WRITTEN INSTRUCTION> Copy out the entries from the line containing "Practice step: identify the man's mouth" through the end of the entries, both ends included, keeping the requests and their format samples as they are but raising every number in the answer coordinates by 15. Leave the pictures out.

RECORDS SUPPLIED>
========================================
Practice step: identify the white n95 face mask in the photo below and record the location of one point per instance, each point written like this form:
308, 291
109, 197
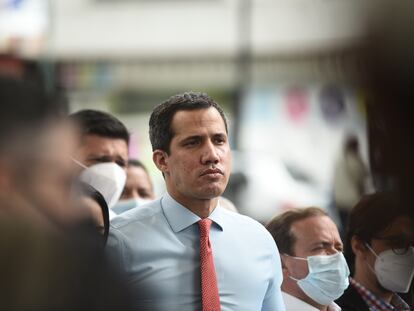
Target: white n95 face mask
394, 272
108, 178
125, 205
327, 278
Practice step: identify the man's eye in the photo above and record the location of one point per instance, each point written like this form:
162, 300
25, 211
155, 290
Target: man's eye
190, 143
219, 141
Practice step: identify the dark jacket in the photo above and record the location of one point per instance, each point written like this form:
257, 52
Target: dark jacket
351, 300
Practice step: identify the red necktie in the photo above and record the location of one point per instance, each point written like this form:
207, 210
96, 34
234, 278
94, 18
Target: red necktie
209, 292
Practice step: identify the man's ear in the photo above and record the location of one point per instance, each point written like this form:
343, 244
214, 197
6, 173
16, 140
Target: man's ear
160, 159
285, 270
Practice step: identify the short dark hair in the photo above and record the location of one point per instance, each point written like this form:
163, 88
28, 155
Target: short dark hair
371, 215
280, 227
160, 130
95, 122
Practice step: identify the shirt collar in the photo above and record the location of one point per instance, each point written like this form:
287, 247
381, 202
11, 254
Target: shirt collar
179, 217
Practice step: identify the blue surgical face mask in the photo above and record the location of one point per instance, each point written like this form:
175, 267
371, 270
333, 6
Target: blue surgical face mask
125, 205
327, 278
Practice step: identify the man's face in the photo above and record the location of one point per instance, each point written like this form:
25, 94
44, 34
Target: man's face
198, 165
138, 184
97, 149
317, 235
397, 236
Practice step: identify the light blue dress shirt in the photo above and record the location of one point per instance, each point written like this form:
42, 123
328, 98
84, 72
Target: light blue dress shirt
157, 247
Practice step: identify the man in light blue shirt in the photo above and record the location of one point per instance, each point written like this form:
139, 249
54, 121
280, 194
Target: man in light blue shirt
158, 246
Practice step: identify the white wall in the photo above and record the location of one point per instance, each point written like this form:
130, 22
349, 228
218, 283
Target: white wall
83, 28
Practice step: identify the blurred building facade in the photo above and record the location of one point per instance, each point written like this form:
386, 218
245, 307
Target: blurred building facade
283, 70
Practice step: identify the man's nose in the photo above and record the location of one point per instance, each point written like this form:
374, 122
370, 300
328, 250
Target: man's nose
210, 154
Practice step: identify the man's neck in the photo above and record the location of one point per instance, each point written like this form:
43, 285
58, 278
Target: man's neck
369, 281
295, 291
201, 207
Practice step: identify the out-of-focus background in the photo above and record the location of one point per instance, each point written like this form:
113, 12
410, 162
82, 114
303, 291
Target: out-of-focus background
283, 71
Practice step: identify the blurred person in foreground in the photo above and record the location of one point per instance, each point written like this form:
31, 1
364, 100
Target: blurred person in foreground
138, 188
178, 252
46, 262
36, 173
102, 155
380, 252
315, 272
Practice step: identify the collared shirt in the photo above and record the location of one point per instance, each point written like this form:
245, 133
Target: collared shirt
295, 304
158, 250
375, 303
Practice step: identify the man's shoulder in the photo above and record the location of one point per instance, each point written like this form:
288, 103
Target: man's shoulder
248, 224
351, 300
150, 210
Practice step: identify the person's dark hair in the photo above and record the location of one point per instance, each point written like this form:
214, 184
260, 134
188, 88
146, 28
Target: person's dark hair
137, 163
94, 122
280, 227
160, 130
90, 192
373, 214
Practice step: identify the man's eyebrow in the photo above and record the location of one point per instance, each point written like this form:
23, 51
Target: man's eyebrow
191, 138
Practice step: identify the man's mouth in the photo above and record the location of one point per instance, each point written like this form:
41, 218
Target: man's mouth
212, 172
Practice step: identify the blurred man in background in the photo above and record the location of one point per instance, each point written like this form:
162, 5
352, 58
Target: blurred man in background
315, 272
138, 188
102, 154
379, 249
350, 177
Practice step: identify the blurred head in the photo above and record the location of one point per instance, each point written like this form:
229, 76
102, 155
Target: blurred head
138, 184
299, 234
35, 170
379, 227
103, 138
188, 134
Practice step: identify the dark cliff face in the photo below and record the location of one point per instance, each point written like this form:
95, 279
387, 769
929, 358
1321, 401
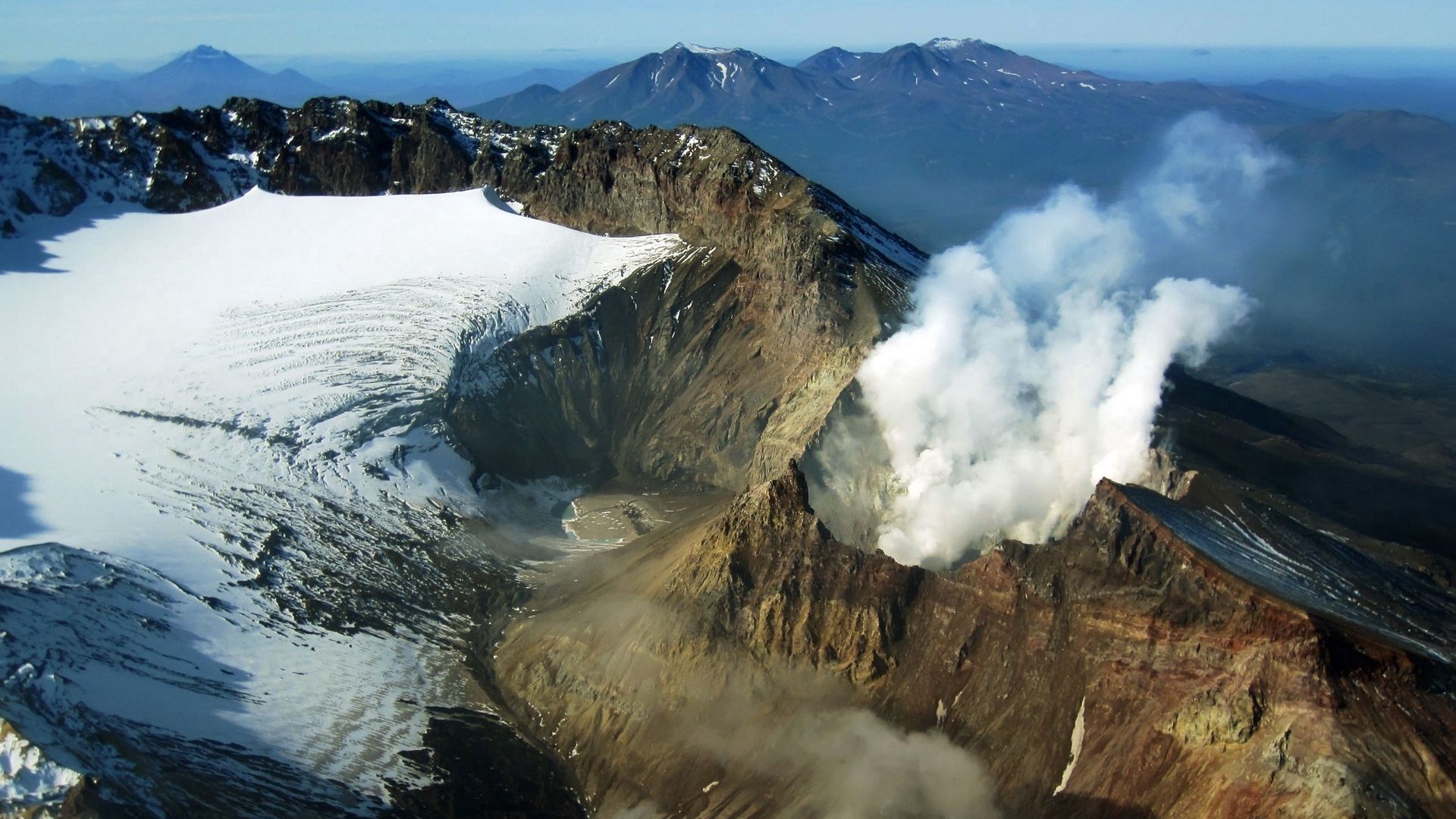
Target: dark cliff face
712, 368
184, 161
1196, 691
========================================
SOLUTION FOR THIS PROBLEM>
Practice step: identify the man's mouth in the photo above and record the location of one point per instance, each point written like this form:
41, 218
Target: man's mouth
227, 187
Practice step: identify the blurred man in background in the photo above and record the location of one point per instance, each point written like this form:
162, 5
352, 58
Target: blurred man in background
330, 287
153, 203
117, 169
394, 264
365, 192
Practice step: identify the blurred head in the photo above and record the location of one point per instance, each point written like this form:
229, 76
102, 155
Target: blurred head
153, 199
314, 249
50, 185
394, 242
118, 153
203, 149
Practice step: identify the dark cliff face in the photo below and record the location of one point per instance, each point written like this form:
95, 279
387, 769
929, 358
1321, 401
Target: dark cliff face
727, 383
199, 176
1211, 706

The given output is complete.